In 2020, the U.S. Environmental Protection Agency issued a regulation applicable to chemical manufacturing facilities that emit ethylene oxide. See National Emission Standards for Hazardous Air Pollutants: Miscellaneous Organic Chemical Manufacturing Residual Risk and Technology Review (“Rule”), 85 Fed. Reg. 49084 (Aug. 12, 2020). EPA derived its authority from Section 7412 of the Clean Air Act, 42 U.S.C. § 7412, finding that ethylene oxide emissions posed an unacceptable risk to human health. The risk was calculated by multiplying the “estimated lifetime exposure to ethylene oxide” by EPA’s cancer-risk assessment (also known as an “Integrated Risk Information System (IRIS) Value”).
Petitioners, including Huntsman Petrochemical LLC, the American Chemistry Council and the Louisiana Chemical Association, challenged the Rule on three grounds: first, they asserted that EPA’s IRIS Value and underlying modeling of the cancer risk of ethylene oxide was arbitrary and capricious. Second, that there were procedural deficiencies in EPA’s promulgation of the Rule. And third, that CAA Section 7412(f) constitutes an unconstitutional delegation of congressional authority to EPA.

* _Tasks to complete_
1. Reproduce the passage on the ethylene oxide rule verbatim, from "Petitioners, including Huntsman" up to and including "authority to EPA.".
2. Name every petitioner that the passage on the ethylene oxide rule identifies.

* _Data shown_
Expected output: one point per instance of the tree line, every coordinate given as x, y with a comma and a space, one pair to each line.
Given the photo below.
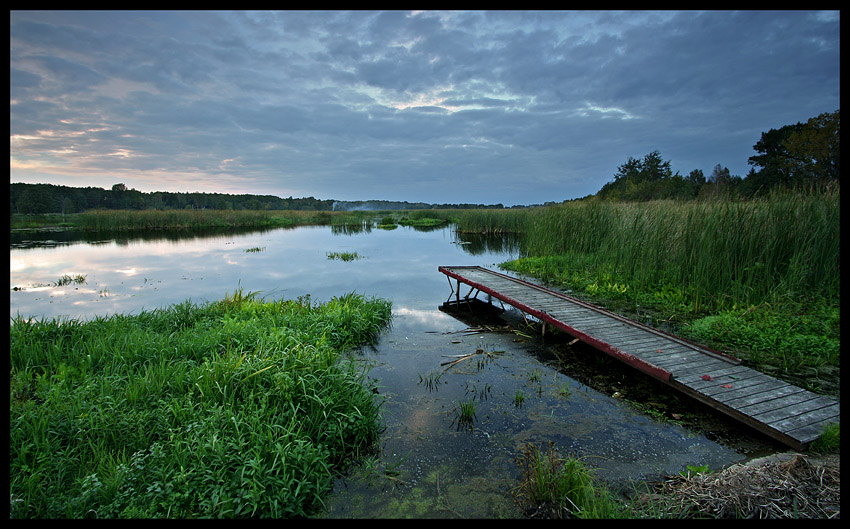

* _Solutions_
1.
Petitioners, including Huntsman Petrochemical LLC, the American Chemistry Council and the Louisiana Chemical Association, challenged the Rule on three grounds: first, they asserted that EPA’s IRIS Value and underlying modeling of the cancer risk of ethylene oxide was arbitrary and capricious. Second, that there were procedural deficiencies in EPA’s promulgation of the Rule. And third, that CAA Section 7412(f) constitutes an unconstitutional delegation of congressional authority to EPA.

2.
Huntsman Petrochemical LLC
the American Chemistry Council
the Louisiana Chemical Association